The exercise: Rescale the listing starting at the line that contains "of the water" and running through its final line, both ends included. Reproduce every line, requests included, but multiply each answer point's pixel coordinates by 1.1 and round to whole numbers, with halves rounded up. Leave the numbers in the requests and their format samples unchanged.
BEGIN
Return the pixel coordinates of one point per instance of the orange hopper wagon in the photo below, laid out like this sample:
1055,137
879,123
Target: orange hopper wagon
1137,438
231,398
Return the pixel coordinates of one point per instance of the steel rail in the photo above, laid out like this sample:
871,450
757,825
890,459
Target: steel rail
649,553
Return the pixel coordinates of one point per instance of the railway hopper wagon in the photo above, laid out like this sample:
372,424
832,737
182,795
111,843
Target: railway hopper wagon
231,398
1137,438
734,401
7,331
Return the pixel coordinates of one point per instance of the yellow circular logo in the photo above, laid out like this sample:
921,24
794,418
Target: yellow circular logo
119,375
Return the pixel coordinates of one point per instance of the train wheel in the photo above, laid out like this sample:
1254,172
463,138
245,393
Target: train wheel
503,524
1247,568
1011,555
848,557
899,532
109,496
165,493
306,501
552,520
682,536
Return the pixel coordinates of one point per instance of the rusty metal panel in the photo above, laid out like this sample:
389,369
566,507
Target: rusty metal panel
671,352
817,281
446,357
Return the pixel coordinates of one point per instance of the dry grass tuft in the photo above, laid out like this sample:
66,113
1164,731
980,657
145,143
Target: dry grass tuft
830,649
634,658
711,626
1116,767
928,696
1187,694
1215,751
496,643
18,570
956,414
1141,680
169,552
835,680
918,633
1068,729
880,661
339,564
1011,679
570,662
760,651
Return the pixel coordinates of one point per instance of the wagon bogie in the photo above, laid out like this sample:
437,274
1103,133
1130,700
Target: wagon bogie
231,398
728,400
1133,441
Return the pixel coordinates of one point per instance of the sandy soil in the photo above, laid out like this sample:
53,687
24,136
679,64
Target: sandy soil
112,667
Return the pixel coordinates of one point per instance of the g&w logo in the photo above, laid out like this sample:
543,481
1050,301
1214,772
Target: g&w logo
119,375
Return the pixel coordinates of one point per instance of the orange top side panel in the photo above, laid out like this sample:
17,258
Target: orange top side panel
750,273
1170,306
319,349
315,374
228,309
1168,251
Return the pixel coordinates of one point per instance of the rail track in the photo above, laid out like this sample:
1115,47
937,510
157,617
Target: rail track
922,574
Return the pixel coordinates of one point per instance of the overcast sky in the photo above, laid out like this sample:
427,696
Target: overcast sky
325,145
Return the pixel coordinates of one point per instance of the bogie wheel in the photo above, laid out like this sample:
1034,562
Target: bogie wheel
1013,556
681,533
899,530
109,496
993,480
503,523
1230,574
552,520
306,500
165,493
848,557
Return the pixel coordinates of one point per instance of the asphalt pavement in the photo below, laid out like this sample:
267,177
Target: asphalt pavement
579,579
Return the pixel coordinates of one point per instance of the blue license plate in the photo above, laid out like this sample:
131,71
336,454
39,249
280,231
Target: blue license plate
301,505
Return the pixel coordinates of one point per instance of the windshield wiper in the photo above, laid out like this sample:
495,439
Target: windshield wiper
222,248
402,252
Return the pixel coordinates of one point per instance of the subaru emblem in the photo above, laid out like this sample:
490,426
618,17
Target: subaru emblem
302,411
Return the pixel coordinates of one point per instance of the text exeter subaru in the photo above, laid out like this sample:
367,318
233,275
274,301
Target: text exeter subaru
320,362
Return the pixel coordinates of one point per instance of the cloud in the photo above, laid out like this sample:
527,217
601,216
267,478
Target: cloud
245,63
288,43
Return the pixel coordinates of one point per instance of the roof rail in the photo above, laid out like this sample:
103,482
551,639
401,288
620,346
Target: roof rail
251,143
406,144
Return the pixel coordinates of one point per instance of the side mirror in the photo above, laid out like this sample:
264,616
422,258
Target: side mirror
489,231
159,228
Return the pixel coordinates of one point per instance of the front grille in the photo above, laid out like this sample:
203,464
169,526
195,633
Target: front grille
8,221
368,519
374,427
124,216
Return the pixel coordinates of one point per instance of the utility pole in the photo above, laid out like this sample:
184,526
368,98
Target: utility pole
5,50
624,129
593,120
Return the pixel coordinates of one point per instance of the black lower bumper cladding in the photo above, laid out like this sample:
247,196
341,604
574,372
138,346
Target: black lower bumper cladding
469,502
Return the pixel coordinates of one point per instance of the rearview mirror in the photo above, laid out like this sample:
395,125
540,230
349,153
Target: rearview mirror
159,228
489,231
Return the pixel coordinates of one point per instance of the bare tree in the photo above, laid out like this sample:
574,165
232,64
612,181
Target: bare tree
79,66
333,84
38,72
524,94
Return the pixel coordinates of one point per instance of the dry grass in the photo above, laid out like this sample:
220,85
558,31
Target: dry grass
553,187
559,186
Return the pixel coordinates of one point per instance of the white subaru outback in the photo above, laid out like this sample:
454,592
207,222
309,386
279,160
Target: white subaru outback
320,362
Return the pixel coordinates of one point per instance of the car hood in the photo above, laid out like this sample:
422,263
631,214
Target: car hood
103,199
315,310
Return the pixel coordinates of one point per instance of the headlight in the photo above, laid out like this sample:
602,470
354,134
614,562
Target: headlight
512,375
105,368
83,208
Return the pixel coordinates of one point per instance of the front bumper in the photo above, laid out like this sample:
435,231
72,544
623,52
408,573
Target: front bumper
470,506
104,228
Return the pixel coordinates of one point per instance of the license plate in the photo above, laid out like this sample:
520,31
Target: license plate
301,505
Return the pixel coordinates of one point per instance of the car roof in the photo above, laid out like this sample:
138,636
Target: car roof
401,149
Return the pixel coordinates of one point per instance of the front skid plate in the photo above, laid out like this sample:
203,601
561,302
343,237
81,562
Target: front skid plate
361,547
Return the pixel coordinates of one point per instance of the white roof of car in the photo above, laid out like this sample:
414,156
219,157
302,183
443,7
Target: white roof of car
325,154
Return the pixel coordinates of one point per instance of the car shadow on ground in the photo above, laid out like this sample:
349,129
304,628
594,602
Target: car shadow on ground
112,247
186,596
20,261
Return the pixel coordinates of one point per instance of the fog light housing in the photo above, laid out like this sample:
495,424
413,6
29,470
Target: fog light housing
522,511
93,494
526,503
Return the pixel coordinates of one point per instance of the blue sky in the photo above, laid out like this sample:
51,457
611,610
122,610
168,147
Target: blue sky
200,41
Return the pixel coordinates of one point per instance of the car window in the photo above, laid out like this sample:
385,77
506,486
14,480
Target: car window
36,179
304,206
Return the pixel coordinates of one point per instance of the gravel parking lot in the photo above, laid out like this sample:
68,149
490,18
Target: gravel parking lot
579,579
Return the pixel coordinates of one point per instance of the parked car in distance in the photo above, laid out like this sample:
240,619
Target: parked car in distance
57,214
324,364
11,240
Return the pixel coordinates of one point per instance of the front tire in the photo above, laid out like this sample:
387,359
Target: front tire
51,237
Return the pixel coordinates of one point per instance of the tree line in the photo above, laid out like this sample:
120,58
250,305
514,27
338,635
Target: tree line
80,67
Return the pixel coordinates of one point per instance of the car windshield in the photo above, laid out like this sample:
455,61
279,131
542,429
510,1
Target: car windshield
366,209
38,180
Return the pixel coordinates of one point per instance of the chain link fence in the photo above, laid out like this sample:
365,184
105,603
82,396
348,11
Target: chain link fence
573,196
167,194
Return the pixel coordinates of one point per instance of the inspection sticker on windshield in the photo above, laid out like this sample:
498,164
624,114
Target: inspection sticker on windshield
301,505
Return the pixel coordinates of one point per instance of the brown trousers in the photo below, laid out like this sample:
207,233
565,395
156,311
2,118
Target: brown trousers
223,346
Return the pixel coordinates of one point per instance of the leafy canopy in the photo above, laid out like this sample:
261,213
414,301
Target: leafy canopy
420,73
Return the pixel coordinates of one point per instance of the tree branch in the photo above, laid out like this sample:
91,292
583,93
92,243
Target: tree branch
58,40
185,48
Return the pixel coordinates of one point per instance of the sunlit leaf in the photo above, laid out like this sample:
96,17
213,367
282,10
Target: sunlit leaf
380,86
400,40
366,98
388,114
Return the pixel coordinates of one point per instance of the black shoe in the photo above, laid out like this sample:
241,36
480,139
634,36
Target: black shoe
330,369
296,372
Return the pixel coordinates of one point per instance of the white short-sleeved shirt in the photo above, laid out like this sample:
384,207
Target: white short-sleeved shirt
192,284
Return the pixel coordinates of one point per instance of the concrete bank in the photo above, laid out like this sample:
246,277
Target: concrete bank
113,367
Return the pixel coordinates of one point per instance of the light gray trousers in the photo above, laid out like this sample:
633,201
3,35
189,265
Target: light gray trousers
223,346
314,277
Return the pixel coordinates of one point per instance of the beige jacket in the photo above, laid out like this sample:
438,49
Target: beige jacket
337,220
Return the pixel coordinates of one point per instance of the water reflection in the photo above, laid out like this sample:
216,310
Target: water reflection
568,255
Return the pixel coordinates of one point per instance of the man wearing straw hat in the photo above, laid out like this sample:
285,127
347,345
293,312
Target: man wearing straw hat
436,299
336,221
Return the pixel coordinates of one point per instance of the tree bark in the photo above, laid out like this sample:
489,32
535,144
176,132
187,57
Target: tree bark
END
Complete response:
Return the pixel coordinates of one point per instance of the water reflection in the photo above, laid out like this sample:
216,310
Target: water reflection
625,281
Return the pixel coordinates of one point per instance of the man wearing straw hat in the photo above, laid out like this sample:
285,127
347,345
293,312
Target: man wearing straw hat
480,329
370,243
Return the pixel coordinates of one point per instance of the tree bark in the photo above, laid out like this sample:
489,32
535,144
176,132
187,57
Target: tree bark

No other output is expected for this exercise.